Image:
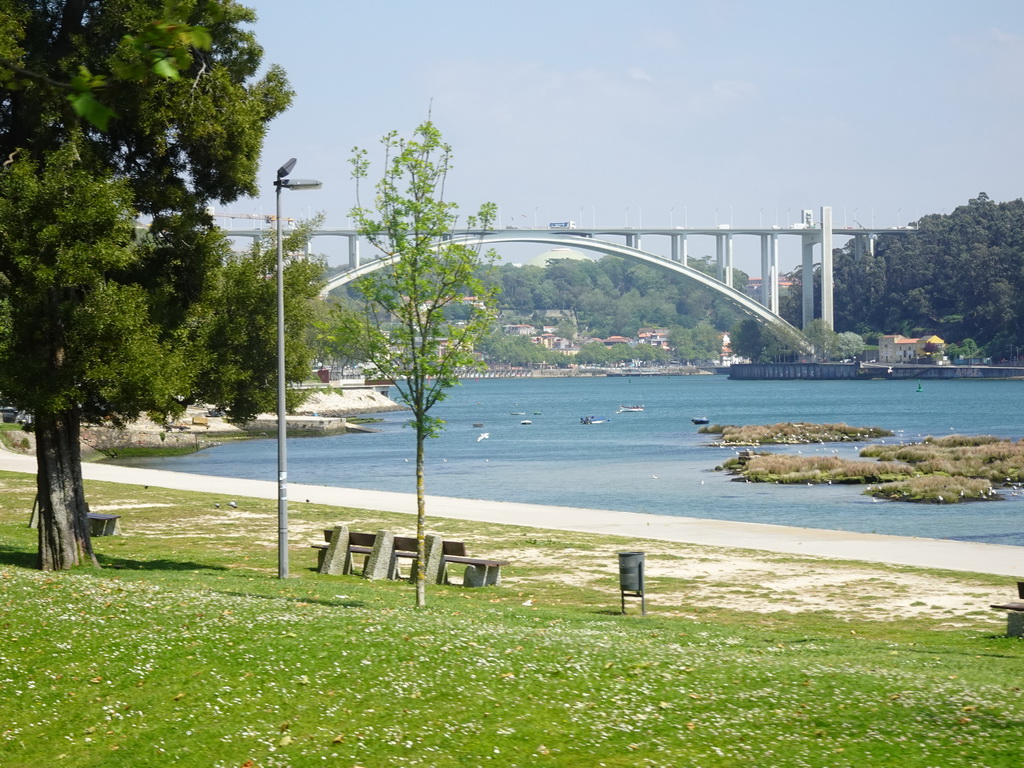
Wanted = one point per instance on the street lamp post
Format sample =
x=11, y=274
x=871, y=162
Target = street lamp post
x=283, y=182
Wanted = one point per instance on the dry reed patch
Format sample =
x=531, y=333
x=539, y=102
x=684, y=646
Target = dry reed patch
x=791, y=433
x=790, y=469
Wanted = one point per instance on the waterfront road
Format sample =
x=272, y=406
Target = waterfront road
x=931, y=553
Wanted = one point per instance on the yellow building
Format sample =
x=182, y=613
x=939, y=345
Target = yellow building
x=896, y=348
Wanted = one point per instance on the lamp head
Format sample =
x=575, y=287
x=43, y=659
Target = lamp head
x=300, y=183
x=286, y=169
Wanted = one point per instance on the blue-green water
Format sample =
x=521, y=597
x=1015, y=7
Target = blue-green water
x=652, y=461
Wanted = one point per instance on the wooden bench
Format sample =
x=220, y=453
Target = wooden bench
x=1015, y=616
x=100, y=524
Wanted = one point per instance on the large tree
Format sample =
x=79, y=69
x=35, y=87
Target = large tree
x=429, y=307
x=95, y=321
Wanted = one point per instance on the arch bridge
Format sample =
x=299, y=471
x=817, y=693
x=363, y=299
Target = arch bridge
x=764, y=308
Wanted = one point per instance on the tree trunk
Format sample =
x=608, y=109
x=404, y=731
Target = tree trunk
x=421, y=519
x=64, y=521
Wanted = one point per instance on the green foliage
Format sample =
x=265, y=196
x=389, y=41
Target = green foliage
x=95, y=323
x=614, y=296
x=960, y=275
x=236, y=355
x=162, y=47
x=429, y=307
x=765, y=344
x=72, y=335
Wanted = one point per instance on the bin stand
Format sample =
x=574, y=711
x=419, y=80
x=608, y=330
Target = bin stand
x=631, y=579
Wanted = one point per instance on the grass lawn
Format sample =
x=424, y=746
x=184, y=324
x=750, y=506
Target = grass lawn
x=185, y=649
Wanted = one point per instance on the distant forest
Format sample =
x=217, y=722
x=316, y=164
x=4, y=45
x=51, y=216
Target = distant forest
x=960, y=276
x=612, y=296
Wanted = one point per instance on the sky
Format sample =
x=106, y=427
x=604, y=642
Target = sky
x=657, y=114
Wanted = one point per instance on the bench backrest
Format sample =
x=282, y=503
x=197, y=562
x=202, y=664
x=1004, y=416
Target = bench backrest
x=456, y=549
x=354, y=538
x=360, y=540
x=404, y=544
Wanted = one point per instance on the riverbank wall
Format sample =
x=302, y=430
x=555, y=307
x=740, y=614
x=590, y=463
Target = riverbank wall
x=866, y=372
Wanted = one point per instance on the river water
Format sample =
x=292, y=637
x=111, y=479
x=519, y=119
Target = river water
x=653, y=461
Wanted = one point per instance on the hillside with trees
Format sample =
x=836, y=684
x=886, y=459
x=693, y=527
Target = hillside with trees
x=961, y=276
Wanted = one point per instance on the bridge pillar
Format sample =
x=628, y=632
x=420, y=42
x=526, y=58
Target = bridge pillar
x=728, y=260
x=774, y=273
x=827, y=313
x=353, y=252
x=720, y=257
x=807, y=276
x=765, y=272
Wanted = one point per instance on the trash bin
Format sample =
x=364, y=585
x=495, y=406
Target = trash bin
x=631, y=578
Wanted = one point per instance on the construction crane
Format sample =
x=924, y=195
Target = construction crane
x=269, y=218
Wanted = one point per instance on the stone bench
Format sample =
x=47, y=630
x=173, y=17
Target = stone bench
x=101, y=524
x=1015, y=615
x=383, y=551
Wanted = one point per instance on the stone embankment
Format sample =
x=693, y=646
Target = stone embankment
x=322, y=413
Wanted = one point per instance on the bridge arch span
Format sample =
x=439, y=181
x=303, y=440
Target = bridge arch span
x=743, y=302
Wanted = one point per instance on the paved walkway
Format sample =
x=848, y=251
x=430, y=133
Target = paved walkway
x=932, y=553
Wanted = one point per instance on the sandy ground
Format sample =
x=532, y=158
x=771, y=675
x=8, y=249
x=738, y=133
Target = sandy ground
x=691, y=563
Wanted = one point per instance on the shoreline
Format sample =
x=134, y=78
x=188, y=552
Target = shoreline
x=942, y=554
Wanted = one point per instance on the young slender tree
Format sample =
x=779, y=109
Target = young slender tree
x=95, y=322
x=419, y=332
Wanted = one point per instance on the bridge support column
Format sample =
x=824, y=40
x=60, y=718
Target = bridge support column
x=765, y=272
x=827, y=313
x=774, y=273
x=679, y=249
x=353, y=252
x=728, y=260
x=807, y=276
x=720, y=257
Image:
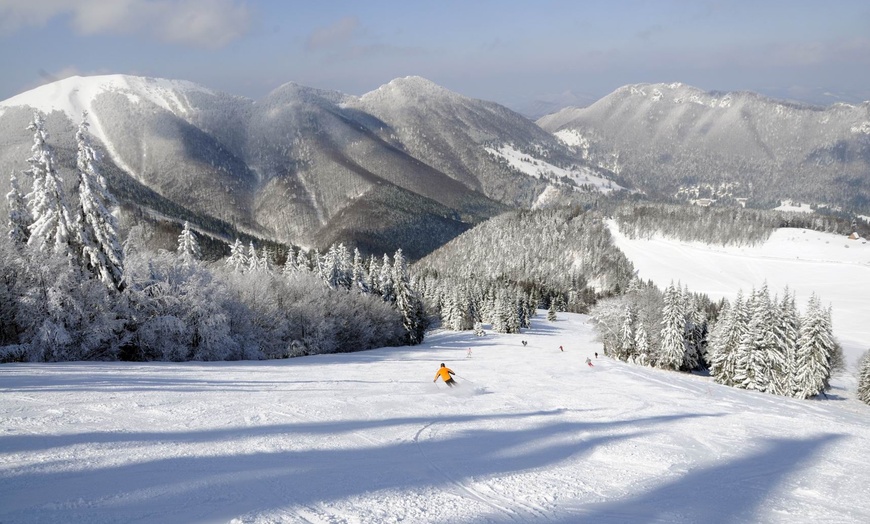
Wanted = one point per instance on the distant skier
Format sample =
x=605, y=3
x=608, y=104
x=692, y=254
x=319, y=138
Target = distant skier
x=446, y=375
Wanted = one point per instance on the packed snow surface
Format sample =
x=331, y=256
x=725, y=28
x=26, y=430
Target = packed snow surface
x=532, y=434
x=832, y=266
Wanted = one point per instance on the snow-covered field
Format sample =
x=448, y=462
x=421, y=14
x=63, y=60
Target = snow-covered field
x=835, y=268
x=531, y=435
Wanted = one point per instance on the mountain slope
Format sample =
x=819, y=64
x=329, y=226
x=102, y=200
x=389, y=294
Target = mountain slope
x=664, y=136
x=301, y=165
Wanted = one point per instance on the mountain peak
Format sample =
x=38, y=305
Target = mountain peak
x=74, y=94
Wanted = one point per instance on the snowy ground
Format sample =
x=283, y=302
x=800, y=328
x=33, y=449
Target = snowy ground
x=532, y=435
x=835, y=268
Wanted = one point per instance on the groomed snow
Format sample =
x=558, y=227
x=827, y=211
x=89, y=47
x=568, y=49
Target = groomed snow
x=835, y=268
x=531, y=435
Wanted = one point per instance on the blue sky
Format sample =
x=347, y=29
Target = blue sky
x=507, y=51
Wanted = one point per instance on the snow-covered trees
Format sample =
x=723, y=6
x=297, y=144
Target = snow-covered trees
x=814, y=351
x=765, y=345
x=238, y=260
x=673, y=345
x=51, y=227
x=407, y=302
x=96, y=226
x=188, y=247
x=19, y=216
x=864, y=378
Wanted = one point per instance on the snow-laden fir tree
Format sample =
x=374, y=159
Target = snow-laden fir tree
x=625, y=350
x=52, y=227
x=407, y=302
x=786, y=330
x=641, y=344
x=672, y=352
x=725, y=340
x=359, y=275
x=757, y=344
x=237, y=262
x=188, y=247
x=385, y=280
x=815, y=347
x=96, y=226
x=253, y=258
x=864, y=378
x=302, y=262
x=19, y=216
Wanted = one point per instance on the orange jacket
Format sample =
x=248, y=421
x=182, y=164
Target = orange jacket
x=444, y=373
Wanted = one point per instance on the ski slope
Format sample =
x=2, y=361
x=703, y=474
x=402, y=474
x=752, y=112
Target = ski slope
x=835, y=268
x=531, y=435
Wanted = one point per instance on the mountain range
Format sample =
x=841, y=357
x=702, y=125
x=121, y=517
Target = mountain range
x=410, y=164
x=413, y=165
x=673, y=139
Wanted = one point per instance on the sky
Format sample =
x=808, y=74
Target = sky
x=512, y=52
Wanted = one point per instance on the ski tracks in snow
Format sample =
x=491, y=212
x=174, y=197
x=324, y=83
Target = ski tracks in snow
x=483, y=493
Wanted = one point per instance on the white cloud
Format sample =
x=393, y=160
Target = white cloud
x=338, y=33
x=198, y=23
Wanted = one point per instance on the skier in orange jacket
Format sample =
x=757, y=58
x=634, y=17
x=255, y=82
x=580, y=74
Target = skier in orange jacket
x=445, y=373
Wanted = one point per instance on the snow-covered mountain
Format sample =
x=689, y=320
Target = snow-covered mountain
x=662, y=137
x=404, y=166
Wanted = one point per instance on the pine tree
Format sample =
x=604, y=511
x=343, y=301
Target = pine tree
x=386, y=285
x=786, y=331
x=407, y=302
x=864, y=378
x=51, y=226
x=188, y=248
x=253, y=258
x=757, y=343
x=641, y=343
x=237, y=260
x=359, y=276
x=551, y=312
x=815, y=346
x=673, y=322
x=19, y=216
x=626, y=337
x=97, y=227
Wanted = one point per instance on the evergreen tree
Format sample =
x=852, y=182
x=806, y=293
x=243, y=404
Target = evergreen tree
x=626, y=337
x=757, y=344
x=672, y=352
x=253, y=258
x=188, y=248
x=302, y=263
x=51, y=226
x=815, y=347
x=386, y=285
x=407, y=302
x=359, y=276
x=19, y=216
x=97, y=227
x=864, y=378
x=289, y=263
x=641, y=344
x=237, y=260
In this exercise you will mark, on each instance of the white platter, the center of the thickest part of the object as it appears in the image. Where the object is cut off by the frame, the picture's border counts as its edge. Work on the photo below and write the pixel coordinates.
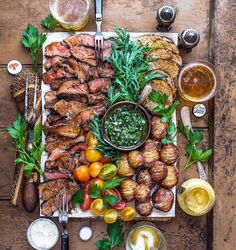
(76, 212)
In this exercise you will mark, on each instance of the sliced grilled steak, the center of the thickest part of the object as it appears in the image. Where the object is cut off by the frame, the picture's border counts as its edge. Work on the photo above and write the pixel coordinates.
(51, 188)
(69, 109)
(62, 142)
(99, 85)
(57, 49)
(50, 99)
(72, 89)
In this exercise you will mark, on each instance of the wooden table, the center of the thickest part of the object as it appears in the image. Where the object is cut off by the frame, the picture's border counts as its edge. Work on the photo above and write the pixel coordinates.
(216, 22)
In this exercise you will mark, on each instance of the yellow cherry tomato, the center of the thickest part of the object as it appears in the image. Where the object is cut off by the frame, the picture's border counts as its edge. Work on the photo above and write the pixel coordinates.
(97, 207)
(95, 168)
(128, 214)
(110, 216)
(92, 155)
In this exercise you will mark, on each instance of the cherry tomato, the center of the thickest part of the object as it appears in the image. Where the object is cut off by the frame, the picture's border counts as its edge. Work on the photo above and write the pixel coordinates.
(87, 200)
(92, 155)
(127, 214)
(105, 160)
(97, 207)
(82, 173)
(95, 168)
(110, 216)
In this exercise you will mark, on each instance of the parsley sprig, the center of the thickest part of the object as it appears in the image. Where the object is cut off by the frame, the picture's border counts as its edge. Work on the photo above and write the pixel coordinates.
(30, 158)
(33, 40)
(116, 237)
(194, 154)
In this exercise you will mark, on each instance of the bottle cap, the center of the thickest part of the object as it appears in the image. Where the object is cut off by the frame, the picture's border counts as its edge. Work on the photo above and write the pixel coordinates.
(199, 110)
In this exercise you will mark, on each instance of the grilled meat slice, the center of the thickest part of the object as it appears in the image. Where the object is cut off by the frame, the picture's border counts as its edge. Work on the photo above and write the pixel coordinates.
(52, 75)
(99, 85)
(57, 49)
(54, 175)
(50, 99)
(49, 189)
(61, 142)
(85, 40)
(69, 109)
(84, 54)
(51, 205)
(72, 89)
(66, 160)
(66, 130)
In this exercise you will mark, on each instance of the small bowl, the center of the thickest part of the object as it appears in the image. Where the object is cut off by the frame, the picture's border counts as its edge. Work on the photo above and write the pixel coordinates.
(126, 104)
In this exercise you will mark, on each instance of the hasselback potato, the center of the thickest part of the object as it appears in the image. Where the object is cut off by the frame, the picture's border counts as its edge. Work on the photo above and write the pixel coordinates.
(169, 154)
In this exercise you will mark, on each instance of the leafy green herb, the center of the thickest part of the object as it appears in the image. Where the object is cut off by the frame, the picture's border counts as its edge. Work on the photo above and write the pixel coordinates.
(31, 158)
(131, 67)
(49, 23)
(78, 198)
(102, 147)
(33, 41)
(116, 237)
(115, 182)
(171, 132)
(194, 154)
(161, 109)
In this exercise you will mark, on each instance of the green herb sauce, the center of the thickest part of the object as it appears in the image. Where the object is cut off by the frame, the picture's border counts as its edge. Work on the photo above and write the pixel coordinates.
(125, 127)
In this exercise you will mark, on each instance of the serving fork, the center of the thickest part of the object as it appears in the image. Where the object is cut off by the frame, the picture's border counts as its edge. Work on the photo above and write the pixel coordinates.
(98, 39)
(63, 219)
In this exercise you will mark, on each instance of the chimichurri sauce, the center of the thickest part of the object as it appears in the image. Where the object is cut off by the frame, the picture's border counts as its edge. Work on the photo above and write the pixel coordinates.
(125, 127)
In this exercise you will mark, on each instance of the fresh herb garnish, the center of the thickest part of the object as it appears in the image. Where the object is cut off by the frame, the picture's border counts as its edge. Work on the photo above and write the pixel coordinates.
(116, 237)
(33, 41)
(31, 158)
(78, 198)
(102, 147)
(49, 23)
(131, 68)
(161, 109)
(194, 154)
(171, 132)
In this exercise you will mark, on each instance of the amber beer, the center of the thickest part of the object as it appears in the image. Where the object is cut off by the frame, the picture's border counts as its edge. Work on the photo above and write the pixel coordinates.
(71, 14)
(198, 81)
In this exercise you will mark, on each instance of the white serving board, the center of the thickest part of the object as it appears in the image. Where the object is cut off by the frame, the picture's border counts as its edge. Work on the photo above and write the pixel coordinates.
(76, 212)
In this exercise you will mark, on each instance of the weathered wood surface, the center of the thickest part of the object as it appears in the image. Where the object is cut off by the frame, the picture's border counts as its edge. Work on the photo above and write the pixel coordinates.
(182, 232)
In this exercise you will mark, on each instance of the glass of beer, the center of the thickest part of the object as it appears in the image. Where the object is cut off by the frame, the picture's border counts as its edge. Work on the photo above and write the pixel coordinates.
(71, 14)
(198, 81)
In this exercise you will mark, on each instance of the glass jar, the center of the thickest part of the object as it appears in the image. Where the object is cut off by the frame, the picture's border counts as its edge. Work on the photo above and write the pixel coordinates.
(143, 235)
(71, 14)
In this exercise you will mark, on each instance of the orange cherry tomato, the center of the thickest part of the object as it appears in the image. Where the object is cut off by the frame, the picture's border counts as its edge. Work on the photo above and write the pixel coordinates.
(95, 168)
(82, 173)
(92, 155)
(128, 214)
(98, 182)
(97, 207)
(110, 216)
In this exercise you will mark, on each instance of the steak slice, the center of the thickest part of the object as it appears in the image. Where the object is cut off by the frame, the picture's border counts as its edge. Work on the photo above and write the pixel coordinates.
(57, 49)
(72, 89)
(70, 108)
(66, 160)
(51, 188)
(99, 85)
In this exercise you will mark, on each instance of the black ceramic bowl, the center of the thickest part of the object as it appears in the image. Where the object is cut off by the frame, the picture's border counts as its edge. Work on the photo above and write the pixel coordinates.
(131, 105)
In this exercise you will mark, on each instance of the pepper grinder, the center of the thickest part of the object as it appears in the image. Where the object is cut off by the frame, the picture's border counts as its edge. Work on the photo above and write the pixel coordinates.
(189, 39)
(165, 17)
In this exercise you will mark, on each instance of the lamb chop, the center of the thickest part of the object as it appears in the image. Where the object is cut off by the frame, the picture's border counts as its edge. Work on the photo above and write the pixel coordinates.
(49, 189)
(70, 108)
(66, 160)
(99, 85)
(61, 142)
(57, 49)
(50, 99)
(51, 205)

#####

## What the exercise asks
Reproduce verbatim the stretch of the entries from their first line through the line containing "x=931, y=553", including both ends, and omit the pictures from your answer.

## Solution to the exercise
Image:
Wanted = one point per instance on the street lamp post
Format sample =
x=11, y=274
x=871, y=162
Target = street lamp post
x=283, y=182
Wanted = one point per instance on the dry reed patch
Format sample =
x=531, y=333
x=539, y=102
x=684, y=646
Target = dry reed patch
x=791, y=433
x=790, y=469
Wanted = one point per instance on the waterfront road
Format sample =
x=272, y=406
Target = waterfront road
x=931, y=553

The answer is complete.